*Исходный текст*

---

После падения малазийского самолета на подконтрольной украинским сепаратистам территории российская пресса выпустила в печать самые разные, граничащие с фантастикой сведения (единственное условие — они не должны играть против Москвы). Однако в этом конфликте, где каждый так или иначе вынужден выбирать свой лагерь, французским СМИ, как и всем остальным, остро не хватает рассудительности и здравого смысла.
В феврале 2010 года Виктор Янукович вырвал у Юлии Тимошенко победу во втором туре президентских выборов на Украине. По словам Жоао Соареша (João Soares), в тот момент занимавшего пост председателя Парламентской ассамблеи Организации по безопасности и сотрудничеству в Европе, эти безупречные выборы стали «впечатляющей демонстрацией демократии». Результаты голосования условно поделили Украину на две части: Янукович стал триумфатором на востоке и юге страны, а Тимошенко пользовалась наибольшей поддержкой на западе, в центре и Киеве.
Французская пресса не уделила этим выборам большого внимания, как не интересовалась она и жизнью страны после крушения надежд, связанных с «оранжевой революцией» 2004 года. Но затем она прямо прикипела взглядом к площади Независимости (Майдану), которая с ноября 2013 года стала эпицентром антиправительственного народного движения.
На первых порах большинство журналистов и экспертов сделали из событий однозначный и однобокий вывод: раз украинцы выражают привязанность к Европейскому Союзу, то все они автоматически превращаются в сторонников Европы. Раз украинцы выступают против коррумпированной власти с жестокими полицейскими замашками, то все они хотят ухода избранного четырьмя годами ранее президента, чья партия в 2012 году одержала победу на парламентских выборах. Только после возникших в Крыму планов по организации референдума для присоединения к России СМИ начали понимать, что на Украине все не так просто, и появились голоса, выбивавшиеся из общего хора.

---

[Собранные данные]
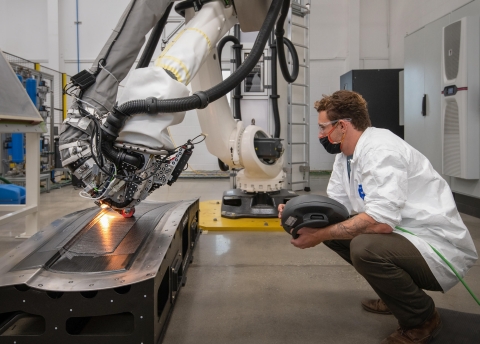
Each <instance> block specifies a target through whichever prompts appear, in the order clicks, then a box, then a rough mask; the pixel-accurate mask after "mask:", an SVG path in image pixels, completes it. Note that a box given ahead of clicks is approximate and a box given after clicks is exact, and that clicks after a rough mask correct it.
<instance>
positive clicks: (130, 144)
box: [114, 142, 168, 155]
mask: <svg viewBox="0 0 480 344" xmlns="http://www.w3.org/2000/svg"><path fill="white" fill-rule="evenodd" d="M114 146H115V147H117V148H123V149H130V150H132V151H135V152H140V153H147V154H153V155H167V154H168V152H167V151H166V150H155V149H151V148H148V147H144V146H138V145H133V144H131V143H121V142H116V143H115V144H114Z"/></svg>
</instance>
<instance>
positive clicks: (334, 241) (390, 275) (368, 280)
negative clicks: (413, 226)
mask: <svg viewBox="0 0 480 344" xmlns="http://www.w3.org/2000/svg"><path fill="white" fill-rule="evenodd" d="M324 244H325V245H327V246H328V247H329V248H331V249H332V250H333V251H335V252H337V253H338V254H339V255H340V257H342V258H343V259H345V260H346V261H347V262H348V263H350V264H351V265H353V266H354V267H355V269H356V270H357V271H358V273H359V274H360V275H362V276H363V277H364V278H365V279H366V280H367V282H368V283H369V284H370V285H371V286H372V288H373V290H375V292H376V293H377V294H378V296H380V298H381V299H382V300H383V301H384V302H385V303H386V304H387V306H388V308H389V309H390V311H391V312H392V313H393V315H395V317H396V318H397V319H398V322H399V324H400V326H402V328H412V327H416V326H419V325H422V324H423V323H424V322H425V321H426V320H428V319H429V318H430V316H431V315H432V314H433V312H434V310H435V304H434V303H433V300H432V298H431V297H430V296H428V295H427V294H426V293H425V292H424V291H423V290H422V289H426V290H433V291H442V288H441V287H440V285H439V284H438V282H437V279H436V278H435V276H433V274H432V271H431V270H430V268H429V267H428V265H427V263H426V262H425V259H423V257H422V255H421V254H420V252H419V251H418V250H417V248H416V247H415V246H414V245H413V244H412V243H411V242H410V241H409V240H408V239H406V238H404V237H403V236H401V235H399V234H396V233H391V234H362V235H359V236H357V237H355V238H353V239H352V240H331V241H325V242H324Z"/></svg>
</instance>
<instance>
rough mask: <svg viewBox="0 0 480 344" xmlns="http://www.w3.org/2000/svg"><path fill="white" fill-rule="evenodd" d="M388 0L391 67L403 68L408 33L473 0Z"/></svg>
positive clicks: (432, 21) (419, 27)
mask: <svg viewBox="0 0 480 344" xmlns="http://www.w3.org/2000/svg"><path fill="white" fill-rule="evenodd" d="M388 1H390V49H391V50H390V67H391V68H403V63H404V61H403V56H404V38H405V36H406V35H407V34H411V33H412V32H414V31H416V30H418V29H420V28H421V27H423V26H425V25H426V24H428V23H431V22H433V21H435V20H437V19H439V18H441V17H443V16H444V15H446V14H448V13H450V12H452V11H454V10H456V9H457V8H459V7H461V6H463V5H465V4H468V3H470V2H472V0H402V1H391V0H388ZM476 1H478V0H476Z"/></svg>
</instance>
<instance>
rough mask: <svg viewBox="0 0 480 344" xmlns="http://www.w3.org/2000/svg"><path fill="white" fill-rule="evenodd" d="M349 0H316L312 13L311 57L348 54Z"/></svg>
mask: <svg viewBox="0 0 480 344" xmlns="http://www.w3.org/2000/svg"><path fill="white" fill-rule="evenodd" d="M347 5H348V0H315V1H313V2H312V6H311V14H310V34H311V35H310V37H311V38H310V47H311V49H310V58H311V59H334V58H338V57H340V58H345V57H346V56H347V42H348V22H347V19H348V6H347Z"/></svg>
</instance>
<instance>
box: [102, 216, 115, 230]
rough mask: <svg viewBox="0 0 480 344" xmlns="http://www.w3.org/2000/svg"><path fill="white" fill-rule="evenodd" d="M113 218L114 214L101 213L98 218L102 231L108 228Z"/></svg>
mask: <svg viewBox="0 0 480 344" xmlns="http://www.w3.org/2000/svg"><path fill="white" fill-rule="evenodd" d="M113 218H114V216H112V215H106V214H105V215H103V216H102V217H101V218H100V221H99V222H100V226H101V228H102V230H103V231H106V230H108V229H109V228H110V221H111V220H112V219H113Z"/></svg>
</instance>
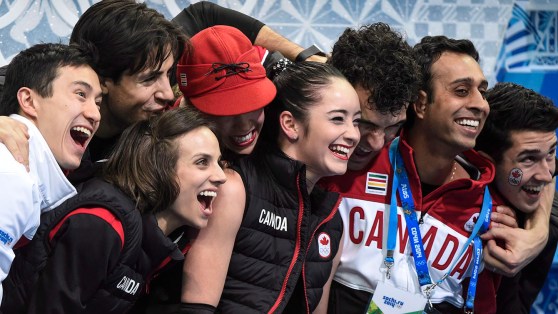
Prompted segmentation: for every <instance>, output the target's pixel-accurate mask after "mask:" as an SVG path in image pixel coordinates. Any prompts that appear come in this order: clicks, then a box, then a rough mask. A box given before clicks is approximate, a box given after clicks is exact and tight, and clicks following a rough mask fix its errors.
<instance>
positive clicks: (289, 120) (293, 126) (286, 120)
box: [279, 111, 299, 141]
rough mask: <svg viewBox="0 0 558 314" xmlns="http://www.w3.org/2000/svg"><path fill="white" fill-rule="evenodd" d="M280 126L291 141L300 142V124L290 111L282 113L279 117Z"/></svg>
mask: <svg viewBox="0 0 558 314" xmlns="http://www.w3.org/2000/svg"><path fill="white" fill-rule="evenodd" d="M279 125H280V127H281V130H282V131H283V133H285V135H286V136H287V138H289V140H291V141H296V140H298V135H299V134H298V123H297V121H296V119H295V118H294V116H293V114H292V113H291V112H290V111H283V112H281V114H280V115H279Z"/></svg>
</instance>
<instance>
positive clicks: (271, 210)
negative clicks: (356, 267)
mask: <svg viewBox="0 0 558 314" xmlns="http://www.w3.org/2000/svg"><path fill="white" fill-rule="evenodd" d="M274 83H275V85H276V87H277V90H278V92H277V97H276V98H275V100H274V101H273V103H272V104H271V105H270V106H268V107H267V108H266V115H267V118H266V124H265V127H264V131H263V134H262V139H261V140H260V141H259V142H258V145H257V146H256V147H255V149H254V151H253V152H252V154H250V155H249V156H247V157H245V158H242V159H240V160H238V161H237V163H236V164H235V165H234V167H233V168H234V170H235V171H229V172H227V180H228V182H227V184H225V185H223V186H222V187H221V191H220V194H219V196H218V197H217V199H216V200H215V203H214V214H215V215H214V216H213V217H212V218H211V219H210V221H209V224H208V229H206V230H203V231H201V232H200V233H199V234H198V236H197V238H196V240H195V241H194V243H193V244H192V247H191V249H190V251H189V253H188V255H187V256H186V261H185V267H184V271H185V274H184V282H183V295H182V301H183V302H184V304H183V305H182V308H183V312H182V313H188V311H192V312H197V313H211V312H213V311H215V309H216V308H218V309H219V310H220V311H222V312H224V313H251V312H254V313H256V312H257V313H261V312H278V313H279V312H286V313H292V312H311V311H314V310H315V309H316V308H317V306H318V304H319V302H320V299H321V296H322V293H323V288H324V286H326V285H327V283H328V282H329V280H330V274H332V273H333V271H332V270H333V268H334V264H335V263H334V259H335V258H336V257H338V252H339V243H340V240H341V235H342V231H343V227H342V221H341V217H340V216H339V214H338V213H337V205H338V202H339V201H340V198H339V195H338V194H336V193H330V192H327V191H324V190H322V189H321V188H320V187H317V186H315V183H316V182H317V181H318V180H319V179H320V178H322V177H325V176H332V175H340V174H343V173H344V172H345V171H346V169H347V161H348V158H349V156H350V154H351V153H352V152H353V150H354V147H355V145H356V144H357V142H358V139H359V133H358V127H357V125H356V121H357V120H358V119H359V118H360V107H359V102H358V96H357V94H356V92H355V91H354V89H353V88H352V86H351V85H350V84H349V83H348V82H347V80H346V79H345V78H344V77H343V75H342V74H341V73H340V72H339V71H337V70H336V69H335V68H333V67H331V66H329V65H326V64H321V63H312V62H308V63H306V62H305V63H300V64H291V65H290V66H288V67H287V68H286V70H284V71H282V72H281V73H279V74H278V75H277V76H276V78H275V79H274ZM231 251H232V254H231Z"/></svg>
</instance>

---

*Что нужно сделать*
1/ Процитируйте текст о французской прессе и Украине, начиная со слов «В феврале 2010» и далее вплоть до слов «центре и Киеве.».
2/ Ответьте на вопросы по тексту о французской прессе и Украине:
(а) В каком месяце и году Янукович победил во втором туре президентских выборов?
(б) С какого времени площадь Независимости стала эпицентром антиправительственного движения?
(в) В каком году партия президента одержала победу на парламентских выборах?
3/ Продолжите текст о французской прессе и Украине, начав сразу после его последнего предложения.

*Ответы ниже*
1/
В феврале 2010 года Виктор Янукович вырвал у Юлии Тимошенко победу во втором туре президентских выборов на Украине. По словам Жоао Соареша (João Soares), в тот момент занимавшего пост председателя Парламентской ассамблеи Организации по безопасности и сотрудничеству в Европе, эти безупречные выборы стали «впечатляющей демонстрацией демократии». Результаты голосования условно поделили Украину на две части: Янукович стал триумфатором на востоке и юге страны, а Тимошенко пользовалась наибольшей поддержкой на западе, в центре и Киеве.

2/
(а) В феврале 2010 года.
(б) С ноября 2013 года.
(в) В 2012 году.

3/
Наскоро намалеванная картина противостояния «хороших» сторонников Европы и поддержавших Россию «плохишей» быстро начала превращаться в фарс. «На памяти европейцев мы еще не видели такого проявления любви к Европе с..., да видели ли мы его вообще?» — восхищался Le Monde (25 ноября 2013 года) в твердом намерении поддержать украинское движение потоком блаженных проевропейских статей от любимой редакции. «Для народов без правового государства Европа символизирует надежду на свободу, демократию и современность. (...) Демонстранты 2013 года хотят реформ, честного и демократического государства. Европейского государства», — продолжал он 2 декабря. Ему вторил целый хор исполненных энтузиазма голосов. «Есть страны, в которых целый народ поднимается, чтобы присоединиться к Европе», — писал 2 декабря в Libération Франсуа Сержан (François Sergent). На канале Arte в программе «28 минут» выступили гости, которых буквально зачаровали протесты на Майдане.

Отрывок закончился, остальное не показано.